_Material for this exercise_
=-=-=
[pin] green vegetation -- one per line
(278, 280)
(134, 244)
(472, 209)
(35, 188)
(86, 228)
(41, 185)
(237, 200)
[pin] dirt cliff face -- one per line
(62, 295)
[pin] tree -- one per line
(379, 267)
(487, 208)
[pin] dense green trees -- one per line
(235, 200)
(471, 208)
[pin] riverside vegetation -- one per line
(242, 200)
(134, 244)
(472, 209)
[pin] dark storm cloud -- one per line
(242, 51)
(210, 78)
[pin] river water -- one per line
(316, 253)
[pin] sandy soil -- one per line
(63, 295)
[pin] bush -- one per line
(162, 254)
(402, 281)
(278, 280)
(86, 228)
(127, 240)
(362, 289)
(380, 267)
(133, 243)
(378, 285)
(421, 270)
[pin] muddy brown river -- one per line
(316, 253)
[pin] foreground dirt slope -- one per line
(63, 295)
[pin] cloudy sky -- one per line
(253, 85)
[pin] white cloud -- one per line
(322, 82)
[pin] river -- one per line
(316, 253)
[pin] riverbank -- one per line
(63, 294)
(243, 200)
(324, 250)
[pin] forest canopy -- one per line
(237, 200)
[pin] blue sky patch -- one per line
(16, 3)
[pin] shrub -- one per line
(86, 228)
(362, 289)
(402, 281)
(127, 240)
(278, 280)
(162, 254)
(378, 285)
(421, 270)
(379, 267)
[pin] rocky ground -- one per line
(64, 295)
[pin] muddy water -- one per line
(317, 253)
=-=-=
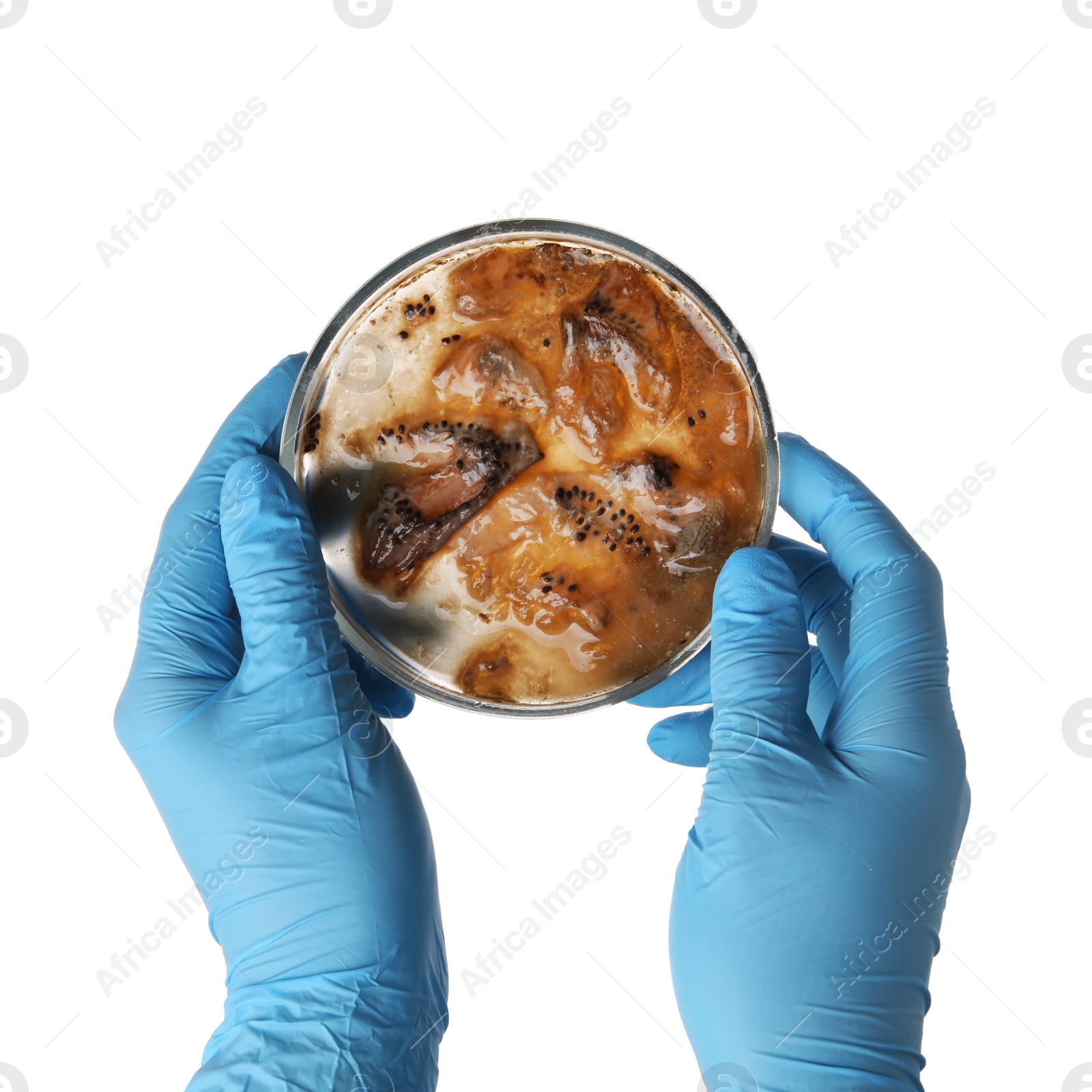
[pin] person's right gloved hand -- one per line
=-=-=
_Work instructions_
Count the lines of the records above that contain the string "water", matching case exactly. Reply with the number only.

_Task result_
2